_EXERCICE PROPOSÉ_
Modifiez les items, du début jusqu'à la ligne contenant « (500, 217), (640, 249) » incluse, en remplaçant « Capability note » par « Usage note ». Ne changez rien d'autre.

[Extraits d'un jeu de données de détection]
--- --- ---
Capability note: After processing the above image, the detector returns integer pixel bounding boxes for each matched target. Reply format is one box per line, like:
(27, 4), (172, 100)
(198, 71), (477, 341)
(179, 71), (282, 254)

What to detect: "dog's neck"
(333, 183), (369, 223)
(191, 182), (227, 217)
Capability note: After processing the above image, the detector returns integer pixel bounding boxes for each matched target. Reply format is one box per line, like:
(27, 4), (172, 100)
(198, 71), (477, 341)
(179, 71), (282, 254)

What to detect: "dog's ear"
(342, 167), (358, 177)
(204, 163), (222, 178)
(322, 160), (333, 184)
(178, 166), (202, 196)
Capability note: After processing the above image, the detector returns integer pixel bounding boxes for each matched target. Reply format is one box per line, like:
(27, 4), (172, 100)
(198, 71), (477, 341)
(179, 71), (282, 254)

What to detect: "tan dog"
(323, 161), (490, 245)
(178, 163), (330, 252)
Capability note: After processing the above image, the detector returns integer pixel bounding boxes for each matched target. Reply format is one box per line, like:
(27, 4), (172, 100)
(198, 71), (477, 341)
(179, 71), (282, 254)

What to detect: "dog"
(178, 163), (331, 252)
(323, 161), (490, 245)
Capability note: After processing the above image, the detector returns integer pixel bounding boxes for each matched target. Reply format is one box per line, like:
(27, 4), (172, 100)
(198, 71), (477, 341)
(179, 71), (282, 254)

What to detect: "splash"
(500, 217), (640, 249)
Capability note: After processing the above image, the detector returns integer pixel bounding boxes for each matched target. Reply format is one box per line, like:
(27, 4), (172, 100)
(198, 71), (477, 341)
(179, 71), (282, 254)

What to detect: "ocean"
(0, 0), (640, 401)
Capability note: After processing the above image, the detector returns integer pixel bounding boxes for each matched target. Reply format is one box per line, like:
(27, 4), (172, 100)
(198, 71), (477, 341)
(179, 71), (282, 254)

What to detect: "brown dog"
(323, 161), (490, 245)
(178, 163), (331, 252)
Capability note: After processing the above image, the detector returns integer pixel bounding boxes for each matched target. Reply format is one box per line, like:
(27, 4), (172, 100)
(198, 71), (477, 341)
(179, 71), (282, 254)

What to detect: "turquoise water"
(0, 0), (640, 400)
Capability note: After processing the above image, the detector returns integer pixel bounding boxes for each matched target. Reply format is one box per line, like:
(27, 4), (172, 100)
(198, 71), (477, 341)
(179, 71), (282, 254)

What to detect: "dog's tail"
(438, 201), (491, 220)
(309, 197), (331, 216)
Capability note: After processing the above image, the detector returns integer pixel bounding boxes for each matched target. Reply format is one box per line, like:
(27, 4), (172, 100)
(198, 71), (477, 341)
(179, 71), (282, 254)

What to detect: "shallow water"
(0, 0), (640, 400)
--- --- ---
_LA RÉPONSE_
Usage note: After processing the above image, the detector returns integer pixel bounding boxes for each matched target. Reply format is one box per line, like:
(27, 4), (172, 100)
(198, 71), (477, 341)
(179, 71), (282, 254)

What to detect: "dog's neck"
(333, 183), (369, 223)
(191, 182), (227, 217)
Usage note: After processing the above image, the detector returns integer pixel bounding boxes for each matched target. Reply format is one box per line, like:
(27, 4), (172, 100)
(198, 71), (477, 341)
(179, 71), (282, 254)

What to detect: "dog's ear"
(342, 167), (358, 177)
(204, 163), (222, 178)
(322, 160), (333, 184)
(178, 166), (202, 196)
Usage note: After processing the above image, the detector returns integer pixel bounding boxes for each matched target. Reply format is one box per line, like:
(27, 4), (172, 100)
(198, 71), (477, 341)
(179, 71), (282, 254)

What to detect: "tan dog"
(323, 161), (490, 245)
(178, 163), (330, 252)
Usage note: After processing the above image, the detector returns integer pixel bounding boxes for each matched target. Reply format is one box per line, like:
(27, 4), (172, 100)
(198, 71), (477, 341)
(179, 71), (282, 254)

What to detect: "dog"
(178, 163), (331, 252)
(323, 161), (490, 245)
Usage note: After processing the above image, the detector returns integer pixel bounding boxes for each matched target. Reply format is one box per line, like:
(27, 4), (172, 100)
(198, 71), (477, 341)
(179, 71), (282, 254)

What to detect: "splash"
(500, 217), (640, 249)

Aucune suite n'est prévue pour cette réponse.